TASK DETAILS:
With the pictures left out, every record must be reproduced exactly.

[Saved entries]
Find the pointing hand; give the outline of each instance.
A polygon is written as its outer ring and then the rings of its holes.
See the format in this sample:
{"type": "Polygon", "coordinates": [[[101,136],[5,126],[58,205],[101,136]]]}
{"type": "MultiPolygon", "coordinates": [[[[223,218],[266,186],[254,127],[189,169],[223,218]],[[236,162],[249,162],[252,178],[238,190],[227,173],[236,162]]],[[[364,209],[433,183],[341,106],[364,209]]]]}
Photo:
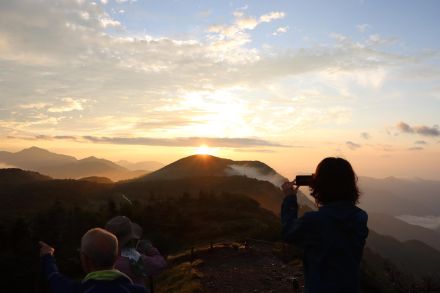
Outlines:
{"type": "Polygon", "coordinates": [[[44,256],[46,254],[53,255],[55,252],[55,248],[51,247],[47,243],[43,241],[39,241],[38,244],[40,245],[40,256],[44,256]]]}

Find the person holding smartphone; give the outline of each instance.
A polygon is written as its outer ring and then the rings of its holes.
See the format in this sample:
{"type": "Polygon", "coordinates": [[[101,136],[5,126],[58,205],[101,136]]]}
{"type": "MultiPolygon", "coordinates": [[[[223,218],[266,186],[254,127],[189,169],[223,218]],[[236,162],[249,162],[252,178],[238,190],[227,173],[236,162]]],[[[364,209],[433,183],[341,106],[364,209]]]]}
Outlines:
{"type": "Polygon", "coordinates": [[[318,164],[309,184],[317,211],[298,217],[295,181],[283,184],[281,207],[284,240],[304,249],[305,292],[359,292],[368,215],[356,206],[357,176],[347,160],[329,157],[318,164]]]}

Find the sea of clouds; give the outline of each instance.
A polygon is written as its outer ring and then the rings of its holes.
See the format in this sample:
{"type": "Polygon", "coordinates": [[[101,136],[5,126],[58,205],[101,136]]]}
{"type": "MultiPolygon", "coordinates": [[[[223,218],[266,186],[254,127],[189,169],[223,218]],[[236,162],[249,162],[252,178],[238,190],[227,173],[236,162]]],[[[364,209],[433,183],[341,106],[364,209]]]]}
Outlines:
{"type": "Polygon", "coordinates": [[[422,226],[424,228],[436,230],[440,229],[440,216],[413,216],[401,215],[396,217],[408,224],[422,226]]]}

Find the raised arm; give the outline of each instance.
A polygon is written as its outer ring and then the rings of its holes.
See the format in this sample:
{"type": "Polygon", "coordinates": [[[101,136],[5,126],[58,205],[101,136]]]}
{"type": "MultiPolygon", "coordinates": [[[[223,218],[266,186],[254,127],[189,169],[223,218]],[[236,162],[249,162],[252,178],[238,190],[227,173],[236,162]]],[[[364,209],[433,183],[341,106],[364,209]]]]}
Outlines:
{"type": "Polygon", "coordinates": [[[49,282],[51,291],[53,293],[79,292],[79,283],[70,280],[58,271],[58,266],[54,257],[55,249],[43,241],[40,241],[39,244],[43,273],[46,280],[49,282]]]}
{"type": "Polygon", "coordinates": [[[298,187],[286,182],[282,186],[286,195],[281,205],[281,224],[283,239],[289,243],[301,245],[305,236],[305,221],[298,218],[298,187]]]}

RESULT:
Find the pointing hand; give the outline of each instance.
A polygon is written as its outer ring and then the rings of its holes.
See the format in this sample:
{"type": "Polygon", "coordinates": [[[101,136],[5,126],[58,205],[101,136]]]}
{"type": "MultiPolygon", "coordinates": [[[[223,218],[266,186],[254,127],[189,169],[223,218]],[[236,162],[249,162],[252,178],[238,190],[227,173],[236,162]]],[[[364,209],[433,183],[341,106],[364,209]]]]}
Photo:
Outlines:
{"type": "Polygon", "coordinates": [[[44,256],[46,254],[53,255],[55,252],[55,248],[51,247],[47,243],[43,241],[39,241],[38,244],[40,245],[40,256],[44,256]]]}

Find the person holding smartphone; give the outline of each instance.
A polygon is written as its outer ring and then the rings of its holes.
See the format in this sample:
{"type": "Polygon", "coordinates": [[[101,136],[5,126],[58,205],[101,136]]]}
{"type": "MultiPolygon", "coordinates": [[[[223,218],[266,186],[254,127],[189,169],[223,218]],[[236,162],[249,162],[252,178],[238,190],[227,173],[236,162]]],[[[364,209],[433,183],[341,106],[364,209]]]]}
Outlines:
{"type": "Polygon", "coordinates": [[[318,164],[309,184],[317,211],[298,217],[295,181],[283,184],[281,207],[284,240],[304,249],[305,292],[359,292],[368,215],[356,206],[357,176],[347,160],[329,157],[318,164]]]}

Find the sea of clouds; give the outline of each instance.
A polygon is written as its outer ring and then the rings of its holes.
See the format in this sample:
{"type": "Polygon", "coordinates": [[[101,136],[5,126],[58,205],[101,136]]]}
{"type": "MultiPolygon", "coordinates": [[[[223,218],[266,186],[254,127],[189,169],[223,218]],[[236,162],[249,162],[252,178],[238,190],[227,173],[236,162]]],[[[364,209],[433,183],[341,106],[364,209]]]]}
Outlines:
{"type": "Polygon", "coordinates": [[[422,226],[424,228],[436,230],[440,229],[440,216],[413,216],[401,215],[396,217],[408,224],[422,226]]]}

Find the raised arm; give the outline of each instance.
A polygon is written as its outer ring and then the rings of its holes.
See the format in this sample:
{"type": "Polygon", "coordinates": [[[101,136],[5,126],[58,205],[101,136]]]}
{"type": "MultiPolygon", "coordinates": [[[[223,218],[266,186],[254,127],[189,169],[223,218]],[[236,162],[249,162],[252,178],[238,190],[227,173],[236,162]]],[[[364,209],[433,183],[341,106],[364,209]]]]}
Outlines:
{"type": "Polygon", "coordinates": [[[49,282],[51,291],[53,293],[79,292],[79,283],[70,280],[58,271],[58,266],[54,257],[55,249],[43,241],[40,241],[39,244],[43,273],[46,280],[49,282]]]}
{"type": "Polygon", "coordinates": [[[298,187],[286,182],[282,186],[286,195],[281,205],[281,224],[283,239],[289,243],[301,245],[305,236],[305,221],[298,218],[298,187]]]}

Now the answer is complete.